*Objective:* Pull out each line below containing the string "rippled" and copy those lines unchanged.

───── Material

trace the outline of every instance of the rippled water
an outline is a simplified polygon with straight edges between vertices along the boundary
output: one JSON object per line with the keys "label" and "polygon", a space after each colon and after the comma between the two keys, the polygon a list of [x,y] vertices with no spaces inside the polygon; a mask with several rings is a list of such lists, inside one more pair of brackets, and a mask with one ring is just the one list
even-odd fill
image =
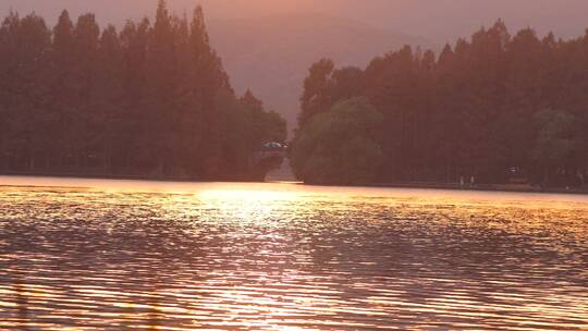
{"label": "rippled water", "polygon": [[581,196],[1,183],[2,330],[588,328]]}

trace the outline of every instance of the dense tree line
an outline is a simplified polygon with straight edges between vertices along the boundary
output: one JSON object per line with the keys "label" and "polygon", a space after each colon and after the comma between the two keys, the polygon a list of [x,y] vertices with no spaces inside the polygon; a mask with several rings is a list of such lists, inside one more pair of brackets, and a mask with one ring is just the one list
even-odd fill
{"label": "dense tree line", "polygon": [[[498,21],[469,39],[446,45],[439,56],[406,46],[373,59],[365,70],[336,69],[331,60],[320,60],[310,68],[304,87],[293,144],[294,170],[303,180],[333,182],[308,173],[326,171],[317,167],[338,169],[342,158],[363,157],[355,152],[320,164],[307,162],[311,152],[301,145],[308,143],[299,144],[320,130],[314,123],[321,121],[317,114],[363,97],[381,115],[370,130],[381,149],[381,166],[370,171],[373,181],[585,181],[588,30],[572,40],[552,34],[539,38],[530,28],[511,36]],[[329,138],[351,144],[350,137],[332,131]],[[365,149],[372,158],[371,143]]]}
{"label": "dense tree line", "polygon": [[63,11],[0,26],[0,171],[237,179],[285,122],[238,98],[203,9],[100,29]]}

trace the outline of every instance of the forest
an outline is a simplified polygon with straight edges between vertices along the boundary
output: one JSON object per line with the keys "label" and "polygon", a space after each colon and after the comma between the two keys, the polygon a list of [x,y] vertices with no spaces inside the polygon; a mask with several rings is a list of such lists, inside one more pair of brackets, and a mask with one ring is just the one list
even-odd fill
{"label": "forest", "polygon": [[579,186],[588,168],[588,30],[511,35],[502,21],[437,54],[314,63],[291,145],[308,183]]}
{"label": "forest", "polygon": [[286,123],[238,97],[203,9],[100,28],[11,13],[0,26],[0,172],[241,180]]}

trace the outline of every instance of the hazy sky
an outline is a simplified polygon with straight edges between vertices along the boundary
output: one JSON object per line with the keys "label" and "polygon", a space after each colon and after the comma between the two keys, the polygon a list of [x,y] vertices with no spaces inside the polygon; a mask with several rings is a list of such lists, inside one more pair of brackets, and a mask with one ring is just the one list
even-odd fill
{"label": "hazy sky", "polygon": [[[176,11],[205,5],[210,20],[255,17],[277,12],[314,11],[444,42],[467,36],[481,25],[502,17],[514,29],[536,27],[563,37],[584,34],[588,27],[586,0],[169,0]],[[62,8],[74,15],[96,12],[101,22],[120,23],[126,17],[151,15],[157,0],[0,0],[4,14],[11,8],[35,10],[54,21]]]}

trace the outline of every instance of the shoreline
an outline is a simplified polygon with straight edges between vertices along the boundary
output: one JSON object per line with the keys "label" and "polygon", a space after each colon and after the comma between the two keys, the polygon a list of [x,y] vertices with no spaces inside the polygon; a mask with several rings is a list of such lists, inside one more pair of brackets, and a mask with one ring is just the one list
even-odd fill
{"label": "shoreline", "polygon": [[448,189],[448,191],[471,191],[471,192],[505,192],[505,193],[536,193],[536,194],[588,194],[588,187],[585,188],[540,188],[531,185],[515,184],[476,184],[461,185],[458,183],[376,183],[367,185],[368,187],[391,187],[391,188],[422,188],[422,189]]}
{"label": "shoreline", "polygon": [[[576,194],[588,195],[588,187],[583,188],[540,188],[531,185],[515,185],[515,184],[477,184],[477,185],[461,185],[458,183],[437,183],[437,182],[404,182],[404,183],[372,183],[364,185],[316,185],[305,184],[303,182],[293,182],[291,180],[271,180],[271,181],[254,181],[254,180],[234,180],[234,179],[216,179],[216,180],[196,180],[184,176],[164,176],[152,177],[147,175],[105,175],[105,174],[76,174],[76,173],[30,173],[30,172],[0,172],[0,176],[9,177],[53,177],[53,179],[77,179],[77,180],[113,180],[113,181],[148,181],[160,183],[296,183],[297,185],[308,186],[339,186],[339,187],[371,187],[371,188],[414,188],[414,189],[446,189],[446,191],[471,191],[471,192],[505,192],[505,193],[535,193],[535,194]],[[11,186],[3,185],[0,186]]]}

──────────

*Exercise response:*
trace the outline of every instance of the rippled water
{"label": "rippled water", "polygon": [[581,196],[1,183],[2,330],[588,328]]}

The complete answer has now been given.